*** Opening The records ***

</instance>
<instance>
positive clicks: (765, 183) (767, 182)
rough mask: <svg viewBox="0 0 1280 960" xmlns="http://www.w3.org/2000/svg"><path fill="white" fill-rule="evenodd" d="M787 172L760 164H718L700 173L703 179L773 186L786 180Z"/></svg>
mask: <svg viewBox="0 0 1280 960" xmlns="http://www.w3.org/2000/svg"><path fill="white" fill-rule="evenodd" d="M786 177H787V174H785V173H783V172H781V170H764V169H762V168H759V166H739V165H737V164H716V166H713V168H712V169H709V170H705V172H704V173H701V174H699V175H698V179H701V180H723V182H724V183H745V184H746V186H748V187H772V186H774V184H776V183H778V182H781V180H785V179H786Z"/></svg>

*** Closing The records ***

Lines after the one containing "positive clicks: (765, 183) (767, 182)" are not wanted; repeat exactly each line above from the first up to and including it.

Answer space.
</instance>
<instance>
positive clicks: (765, 183) (767, 182)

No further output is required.